* PROBLEM
Convert every line of the entries below into a JSON list of strings, one string per line, and leave out any blank lines.

[Begin MATERIAL SUPPLIED]

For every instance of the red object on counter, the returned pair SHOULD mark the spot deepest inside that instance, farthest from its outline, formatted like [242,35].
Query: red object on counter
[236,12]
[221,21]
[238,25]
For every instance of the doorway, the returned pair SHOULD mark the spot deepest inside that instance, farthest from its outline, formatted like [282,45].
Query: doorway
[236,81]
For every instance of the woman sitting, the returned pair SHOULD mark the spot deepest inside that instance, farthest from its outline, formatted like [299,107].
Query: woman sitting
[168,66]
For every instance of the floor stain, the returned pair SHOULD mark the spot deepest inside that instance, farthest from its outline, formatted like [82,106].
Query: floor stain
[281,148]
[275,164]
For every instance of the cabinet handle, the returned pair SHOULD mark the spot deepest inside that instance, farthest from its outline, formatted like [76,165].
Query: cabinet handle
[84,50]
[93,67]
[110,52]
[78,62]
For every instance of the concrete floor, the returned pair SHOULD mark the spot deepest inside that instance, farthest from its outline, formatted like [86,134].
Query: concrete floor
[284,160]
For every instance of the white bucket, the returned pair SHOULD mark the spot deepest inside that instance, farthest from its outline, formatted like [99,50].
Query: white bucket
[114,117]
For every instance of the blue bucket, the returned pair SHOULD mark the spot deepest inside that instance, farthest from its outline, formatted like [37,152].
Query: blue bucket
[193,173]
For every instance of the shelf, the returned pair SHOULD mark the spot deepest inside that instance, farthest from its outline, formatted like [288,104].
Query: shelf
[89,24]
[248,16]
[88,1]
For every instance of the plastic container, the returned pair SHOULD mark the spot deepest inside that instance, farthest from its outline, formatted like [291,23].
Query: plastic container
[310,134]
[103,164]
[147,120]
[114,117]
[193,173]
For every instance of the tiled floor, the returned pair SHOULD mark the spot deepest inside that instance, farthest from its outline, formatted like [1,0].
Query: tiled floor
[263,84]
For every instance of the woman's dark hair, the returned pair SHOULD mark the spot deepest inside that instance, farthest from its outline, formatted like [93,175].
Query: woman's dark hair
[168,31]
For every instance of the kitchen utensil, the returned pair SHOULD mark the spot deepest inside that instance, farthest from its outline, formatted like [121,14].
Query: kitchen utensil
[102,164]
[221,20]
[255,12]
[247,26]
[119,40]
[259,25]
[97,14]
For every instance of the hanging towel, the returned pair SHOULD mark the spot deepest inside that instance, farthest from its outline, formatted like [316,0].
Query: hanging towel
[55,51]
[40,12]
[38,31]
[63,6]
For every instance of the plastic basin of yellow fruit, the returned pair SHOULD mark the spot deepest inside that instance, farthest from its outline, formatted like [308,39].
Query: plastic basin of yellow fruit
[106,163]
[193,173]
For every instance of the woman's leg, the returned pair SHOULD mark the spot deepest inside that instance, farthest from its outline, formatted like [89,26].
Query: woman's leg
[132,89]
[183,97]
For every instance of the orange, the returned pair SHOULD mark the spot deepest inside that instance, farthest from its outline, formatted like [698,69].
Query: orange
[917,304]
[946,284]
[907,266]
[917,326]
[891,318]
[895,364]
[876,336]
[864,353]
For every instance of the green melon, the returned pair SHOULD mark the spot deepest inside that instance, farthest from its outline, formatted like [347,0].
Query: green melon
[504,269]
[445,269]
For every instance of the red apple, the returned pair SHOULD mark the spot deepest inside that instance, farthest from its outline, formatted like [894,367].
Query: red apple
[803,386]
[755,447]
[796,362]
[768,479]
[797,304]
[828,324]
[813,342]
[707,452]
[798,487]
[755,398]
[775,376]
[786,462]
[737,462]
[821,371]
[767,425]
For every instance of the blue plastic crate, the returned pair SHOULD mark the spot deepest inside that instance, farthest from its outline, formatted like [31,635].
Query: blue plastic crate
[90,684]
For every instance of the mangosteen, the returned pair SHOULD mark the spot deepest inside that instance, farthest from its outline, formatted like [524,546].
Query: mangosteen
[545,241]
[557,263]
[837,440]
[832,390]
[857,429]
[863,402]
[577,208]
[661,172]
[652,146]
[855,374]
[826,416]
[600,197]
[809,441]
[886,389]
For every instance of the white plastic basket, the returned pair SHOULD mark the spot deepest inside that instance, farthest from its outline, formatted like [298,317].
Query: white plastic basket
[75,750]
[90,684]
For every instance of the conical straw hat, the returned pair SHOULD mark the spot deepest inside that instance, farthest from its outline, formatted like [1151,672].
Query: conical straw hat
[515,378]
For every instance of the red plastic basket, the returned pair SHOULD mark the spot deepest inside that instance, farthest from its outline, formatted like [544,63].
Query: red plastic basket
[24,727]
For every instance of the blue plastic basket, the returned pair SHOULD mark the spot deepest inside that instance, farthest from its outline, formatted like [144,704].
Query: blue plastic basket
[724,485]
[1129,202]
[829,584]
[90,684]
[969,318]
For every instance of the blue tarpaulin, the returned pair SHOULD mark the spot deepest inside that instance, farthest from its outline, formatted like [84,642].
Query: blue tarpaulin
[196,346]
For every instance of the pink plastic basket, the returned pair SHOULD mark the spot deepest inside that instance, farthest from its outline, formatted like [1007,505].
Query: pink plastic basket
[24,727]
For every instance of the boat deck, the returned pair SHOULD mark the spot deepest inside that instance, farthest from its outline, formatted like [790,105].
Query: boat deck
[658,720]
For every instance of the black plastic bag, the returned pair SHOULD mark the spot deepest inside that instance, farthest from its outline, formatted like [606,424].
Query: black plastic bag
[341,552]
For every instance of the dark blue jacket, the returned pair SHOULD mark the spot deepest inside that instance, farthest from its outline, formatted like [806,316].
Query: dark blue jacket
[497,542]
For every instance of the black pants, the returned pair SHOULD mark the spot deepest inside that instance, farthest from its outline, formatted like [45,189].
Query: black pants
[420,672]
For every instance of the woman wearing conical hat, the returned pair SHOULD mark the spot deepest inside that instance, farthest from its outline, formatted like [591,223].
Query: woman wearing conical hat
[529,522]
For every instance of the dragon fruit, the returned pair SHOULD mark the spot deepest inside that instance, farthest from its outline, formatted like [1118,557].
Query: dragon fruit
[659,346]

[End MATERIAL SUPPLIED]

* FINISHED TASK
[
  "For every instance of the red object on counter, the returned pair SHOULD mark the spot deepest inside that instance, farthest from its outline, formatted like [242,35].",
  "Query: red object on counter",
  "[236,12]",
  "[221,21]",
  "[238,25]",
  "For every instance of the doorway, the returned pair SHOULD mark the spot deepest inside that instance, farthest from its outline, formatted like [282,45].",
  "Query: doorway",
  "[236,81]",
  "For every instance of the woman sitting, the returned pair SHOULD mark the spot deepest inside that instance, farthest from its outline, formatted like [299,107].",
  "Query: woman sitting",
  "[168,66]",
  "For every instance of the floor stain, the returned pair SHOULD mark the spot deepest inside that instance, farthest from its outline, formatted like [82,106].",
  "Query: floor stain",
  "[281,148]",
  "[275,164]",
  "For every instance of the cabinet handle, the returned pair SHOULD mark the spot deepest inside that instance, farthest from its outline, formatted like [76,165].",
  "Query: cabinet handle",
  "[84,50]",
  "[93,67]",
  "[110,52]",
  "[78,62]",
  "For every instance of the concrete floor, the returned pair SHOULD mark the spot deepest inside that instance, farthest from its outline, formatted like [86,134].",
  "Query: concrete floor",
  "[284,160]",
  "For every instance of the white bucket, the returned pair SHOULD mark the spot deepest inside that instance, farthest from its outline, formatted like [99,50].",
  "Query: white bucket",
  "[114,117]",
  "For every instance of the blue bucket, the returned pair SHOULD mark the spot deepest inside that instance, farthest from its outline, formatted like [37,152].",
  "Query: blue bucket",
  "[193,173]",
  "For every instance of the shelf, the returned pair SHOULD mark the spot deepest inside that instance, farthest from its outline, formatted like [288,104].",
  "Query: shelf",
  "[89,24]",
  "[248,16]",
  "[88,1]",
  "For every instance of the plastic container, the returned pair SHOULD mark the spot deepest inside that instance, farthest from its outline, formatted like [291,23].",
  "Query: plastic container",
  "[310,134]",
  "[103,164]",
  "[147,120]",
  "[114,117]",
  "[193,173]",
  "For every instance of the tiled floor, the returned pair SHOULD mark the spot deepest inside that instance, farthest from its outline, formatted like [1,0].",
  "Query: tiled floor",
  "[263,84]",
  "For every instance of the woman's dark hair, the returned pair SHOULD mark the spot deepest inside that instance, farthest from its outline, formatted like [93,175].",
  "Query: woman's dark hair",
  "[168,31]",
  "For every instance of the kitchen utensil, the returned pair SHOULD mark the spot deepest inside that instance, farthest from its outline, formatted like [121,14].",
  "Query: kitchen utensil",
  "[102,164]",
  "[221,20]",
  "[255,12]",
  "[247,26]",
  "[119,40]",
  "[259,25]",
  "[97,14]",
  "For every instance of the hanging towel, the returned pair SHOULD mark the spot deepest inside that instance, farthest from its outline, formatted like [316,0].",
  "Query: hanging towel",
  "[55,51]",
  "[40,12]",
  "[38,31]",
  "[63,6]",
  "For every instance of the plastic basin of yellow fruit, the returned pair SHOULD mark the spot deepest inside that instance, farthest from its outline, formatted like [308,39].",
  "Query: plastic basin of yellow fruit",
  "[106,163]",
  "[193,173]",
  "For every instance of the woman's leg, the returned pair SHOULD mark the spot deepest inside that instance, farthest from its outline, formatted like [89,26].",
  "Query: woman's leg",
  "[132,89]",
  "[183,97]",
  "For every instance of the orange, the returned pair SHOULD mark the spot deepest inside that instance, farthest from its outline, formatted like [698,69].",
  "Query: orange",
  "[917,304]",
  "[946,284]",
  "[907,266]",
  "[917,326]",
  "[891,318]",
  "[895,364]",
  "[876,336]",
  "[864,353]",
  "For every instance of the green melon, the returned pair SHOULD mark the spot deepest inside that instance, farthest from its outline, formatted like [347,0].",
  "Query: green melon",
  "[504,269]",
  "[445,269]",
  "For every instance of the red apple, the returned pair SHOULD mark the spot deepest inside that instance, farthest from its outline, formatted like [894,367].",
  "Query: red apple",
  "[803,386]",
  "[755,447]",
  "[796,362]",
  "[768,479]",
  "[797,304]",
  "[828,324]",
  "[813,342]",
  "[707,452]",
  "[798,487]",
  "[755,398]",
  "[775,376]",
  "[786,462]",
  "[737,462]",
  "[821,371]",
  "[767,425]",
  "For every instance of the blue plastic crate, the returned pair SHOULD mark the spot deepest inside that instance, farthest from its outline, formatted like [31,635].",
  "Query: blue plastic crate",
  "[90,684]",
  "For every instance of the mangosteen, the returned pair SHOULD mark the spot deepest inside that instance, farthest from its outline, formatted like [524,546].",
  "Query: mangosteen",
  "[545,241]",
  "[557,263]",
  "[837,440]",
  "[832,390]",
  "[857,429]",
  "[863,402]",
  "[577,208]",
  "[661,172]",
  "[652,146]",
  "[855,374]",
  "[826,416]",
  "[600,197]",
  "[809,441]",
  "[886,389]",
  "For every instance of the white plastic basket, the returned pair SHOULD mark the spot deepest inside that instance, farthest from its outline, formatted like [298,317].",
  "Query: white plastic basket",
  "[75,750]",
  "[90,684]",
  "For every instance of the conical straw hat, the returned pair SHOULD mark the spot deepest inside that instance, farthest from its outline, formatted like [1151,672].",
  "Query: conical straw hat",
  "[515,378]",
  "For every instance of the red plastic basket, the returned pair SHOULD mark the spot deepest inside that instance, farthest from its outline, formatted like [544,63].",
  "Query: red plastic basket",
  "[24,727]",
  "For every instance of the blue plastic basket, the returned pair SHOULD mark the spot deepest inside that instance, farthest from its outline, formatted like [144,704].",
  "Query: blue plastic basket",
  "[724,485]",
  "[1129,202]",
  "[829,584]",
  "[90,684]",
  "[969,318]",
  "For every instance of the blue tarpaulin, the returned pair SHOULD mark the spot deepest inside that instance, farthest from its outline, formatted like [84,642].",
  "Query: blue tarpaulin",
  "[196,346]",
  "For every instance of the pink plastic basket, the returned pair SHOULD mark the spot deepest inside that instance, farthest from its outline, formatted like [1007,505].",
  "Query: pink plastic basket",
  "[24,727]",
  "For every instance of the boat deck, the returned pair SHOULD mark the spot deepest inside that instance, farthest from its outline, formatted like [790,105].",
  "Query: boat deck",
  "[658,720]",
  "For every instance of the black plastic bag, the returned pair SHOULD mark the spot deepest inside that instance, farthest from its outline, formatted like [606,424].",
  "Query: black plastic bag",
  "[341,552]",
  "For every instance of the dark blue jacket, the returned pair SHOULD mark the spot deepest inside that instance, farthest from its outline, formatted like [806,316].",
  "Query: dark blue jacket",
  "[497,542]",
  "For every instance of the black pants, the returned pair SHOULD mark the spot deepest inside that instance, farthest from its outline, formatted like [45,189].",
  "Query: black pants",
  "[420,672]",
  "For every instance of the woman wearing conical hat, the returned pair SHOULD mark the spot deepest inside that instance, farthest from its outline, formatted like [591,223].",
  "Query: woman wearing conical hat",
  "[529,522]",
  "For every instance of the dragon fruit, the returned pair SHOULD mark the spot deepest inside that instance, farthest from its outline, formatted like [1118,557].",
  "Query: dragon fruit",
  "[659,346]"
]